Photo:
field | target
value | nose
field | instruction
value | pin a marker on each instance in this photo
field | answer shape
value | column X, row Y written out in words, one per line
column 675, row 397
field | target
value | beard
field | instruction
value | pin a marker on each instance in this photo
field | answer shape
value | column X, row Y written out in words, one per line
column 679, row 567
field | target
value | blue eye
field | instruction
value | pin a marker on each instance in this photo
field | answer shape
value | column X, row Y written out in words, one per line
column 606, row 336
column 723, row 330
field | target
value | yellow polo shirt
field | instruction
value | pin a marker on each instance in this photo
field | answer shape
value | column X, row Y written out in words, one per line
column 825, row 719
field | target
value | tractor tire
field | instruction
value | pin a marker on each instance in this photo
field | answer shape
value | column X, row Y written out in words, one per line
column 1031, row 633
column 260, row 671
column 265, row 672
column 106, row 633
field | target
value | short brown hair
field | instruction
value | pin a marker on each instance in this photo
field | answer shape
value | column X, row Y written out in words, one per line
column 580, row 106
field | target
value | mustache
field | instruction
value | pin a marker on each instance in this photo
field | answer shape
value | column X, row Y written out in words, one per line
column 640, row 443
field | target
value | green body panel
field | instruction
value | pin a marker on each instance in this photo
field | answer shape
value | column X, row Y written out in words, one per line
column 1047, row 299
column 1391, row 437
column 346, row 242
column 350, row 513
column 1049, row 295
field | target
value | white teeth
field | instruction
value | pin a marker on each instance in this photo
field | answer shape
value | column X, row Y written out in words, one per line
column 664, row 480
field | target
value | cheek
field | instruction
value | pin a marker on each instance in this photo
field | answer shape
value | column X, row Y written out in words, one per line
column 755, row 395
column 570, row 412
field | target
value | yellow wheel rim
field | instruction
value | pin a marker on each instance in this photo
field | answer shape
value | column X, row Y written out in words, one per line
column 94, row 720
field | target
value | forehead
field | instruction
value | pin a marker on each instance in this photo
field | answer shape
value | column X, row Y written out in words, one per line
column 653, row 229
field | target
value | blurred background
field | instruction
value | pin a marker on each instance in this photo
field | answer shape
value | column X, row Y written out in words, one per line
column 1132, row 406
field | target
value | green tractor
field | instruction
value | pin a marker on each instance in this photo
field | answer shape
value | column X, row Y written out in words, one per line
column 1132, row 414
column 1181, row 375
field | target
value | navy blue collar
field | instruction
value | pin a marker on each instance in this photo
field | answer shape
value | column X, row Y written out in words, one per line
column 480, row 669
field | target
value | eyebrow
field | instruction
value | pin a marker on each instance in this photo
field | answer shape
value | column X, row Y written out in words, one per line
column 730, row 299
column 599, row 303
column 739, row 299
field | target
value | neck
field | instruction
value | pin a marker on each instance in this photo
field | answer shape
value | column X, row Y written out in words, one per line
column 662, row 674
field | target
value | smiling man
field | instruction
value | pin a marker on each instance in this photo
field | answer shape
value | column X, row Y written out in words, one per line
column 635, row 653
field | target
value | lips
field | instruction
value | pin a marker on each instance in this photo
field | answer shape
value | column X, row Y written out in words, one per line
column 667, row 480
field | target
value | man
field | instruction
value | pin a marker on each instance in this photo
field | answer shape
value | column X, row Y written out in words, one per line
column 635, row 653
----------------------------------------
Task prompt:
Please return every line of the material above unchanged, keeping the original order.

Result of this task:
Photo:
field | target
value | nose
field | instruction
value | pin a marker on each instance in this photo
field | answer shape
value | column X, row Y written out in words, one per line
column 675, row 397
field | target
value | beard
field | instruction
value | pin a marker on each instance in this photo
field | answer shape
value | column X, row Y written out in words, one per line
column 679, row 567
field | target
value | blue eye
field | instruction
value | pin a marker on each instance in this photo
field | answer shape
value | column X, row Y written out in words, one per line
column 606, row 336
column 723, row 330
field | target
value | yellow polo shirt
field | instruction
value | pin a marker on each instance in this photo
field | answer shape
value | column X, row Y written out in words, one per line
column 825, row 719
field | target
value | tractor tire
field | instruction
value | pin a marker on each instance in this photo
field | answer shape
value | column X, row Y written out in words, one per line
column 1031, row 633
column 260, row 671
column 265, row 672
column 106, row 633
field | target
value | short brown hair
field | instruction
value | pin a marker on each instance in this photo
field | answer shape
value | column X, row Y written out in words, one per line
column 580, row 106
field | target
value | mustache
field | instruction
value | pin a marker on each instance in this photo
field | answer shape
value | column X, row Y written out in words, one per line
column 640, row 443
field | target
value | green body panel
field | instruction
value | pin a marker on each instance in this photo
field | answer shape
value | column X, row Y written out in words, one per line
column 1047, row 299
column 1391, row 437
column 346, row 242
column 350, row 513
column 1049, row 295
field | target
value | white teeth
field | instruction
value | pin a marker on each instance in this photo
field | answer shape
value | column X, row Y written out in words, one per line
column 664, row 480
field | target
value | cheek
field | instruction
value | pin a marker on each instance in this photo
field | answer shape
value | column X, row Y written out in words, one per line
column 755, row 395
column 570, row 412
field | target
value | yellow wheel rim
field | instruction
value | pin a marker on each instance in this photo
field | answer shape
value | column X, row Y written out in words, one per line
column 94, row 720
field | target
value | forehead
field | instruction
value | pin a marker on each instance in this photo
field | answer shape
value | column X, row Y written out in words, one per line
column 653, row 229
field | target
value | blurred background
field | instruction
value | pin a marker on each instance in this photo
field | answer shape
value | column X, row Y written out in words, one per line
column 1132, row 406
field | target
value | green tractor
field | instruction
value | pin a marker on each instance in this photo
field | answer shape
value | column X, row Y written out in words, one per line
column 1132, row 414
column 1181, row 375
field | target
value | navy blue collar
field | instruction
value | pin a marker on each instance in this photo
field | answer shape
value | column X, row Y written out in words, one per line
column 480, row 669
field | target
value | eyebrow
field | instruction
value | pin a marker on each instance in this photo
field | answer shape
value | column X, row Y written out in words, one per line
column 730, row 299
column 599, row 303
column 739, row 299
field | target
value | neck
field | instruction
value | pin a marker on each instance in this photo
field | answer shape
value | column X, row Y written out in words, one per line
column 662, row 674
field | target
value | smiling man
field | instruction
value | pin a marker on each instance in this photo
field | answer shape
value | column X, row Y written out in words, one per line
column 635, row 653
field | target
value | lips
field | instruction
value | pin a marker on each instance in this photo
field | answer shape
value | column X, row Y written out in words, one per line
column 667, row 480
field | target
value | man
field | instruction
value | pin a marker on each instance in this photo
field | answer shape
value | column X, row Y written out in words, one per line
column 635, row 653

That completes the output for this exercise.